:: Passage to read ::
▼

Intermittent fasting:
Renewing hope for old
Man on a fat-loss chase.
Get Specific
I have quite a few broad ideas here that need to be workshopped and narrowed down to build a stronger poem. Let’s break them down:
- comfort food
- hard choices
- hunger pangs
- fat-loss
- doubt
- life
- struggle
- health
- motivation
- aging
Diets go round
This poem covers so many broad ideas that, honestly, we could probably build an entire anthology out of narrowing them down one at a time. “Comfort food” alone could become twenty different poems depending on whether the writer reaches for gas station nachos, late-night cereal, fast-food fries, or grandma’s mashed potatoes drowning in gravy. “Hard choices” could mean skipping dessert, throwing away the Halloween candy, or walking past the donut box in the faculty lounge pretending not to look directly at it.
That is the strange gift of vague writing. Even when the poem itself feels weak, it often contains dozens of hidden doorways into more honest and specific poems. Every broad phrase becomes an invitation to ask better questions. What kind of hunger? What kind of exhaustion? Which late-night snack? Which failed diet? Which mirror? Which moment finally hurt enough to matter?
Ironically, this poem says almost nothing clearly, yet it accidentally points toward hundreds of things worth actually writing about.

▲

:: Collected data ::
▼

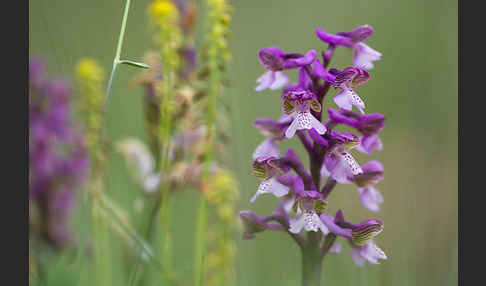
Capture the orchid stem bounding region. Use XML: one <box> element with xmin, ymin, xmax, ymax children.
<box><xmin>105</xmin><ymin>0</ymin><xmax>131</xmax><ymax>110</ymax></box>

▲

:: What to do ::
Transcribe the part of the passage on workshopping the fasting poem that opens with the words containing "That is the" and closes with "actually writing about.". The material plays no role in this work.

:: Response ::
That is the strange gift of vague writing. Even when the poem itself feels weak, it often contains dozens of hidden doorways into more honest and specific poems. Every broad phrase becomes an invitation to ask better questions. What kind of hunger? What kind of exhaustion? Which late-night snack? Which failed diet? Which mirror? Which moment finally hurt enough to matter?
Ironically, this poem says almost nothing clearly, yet it accidentally points toward hundreds of things worth actually writing about.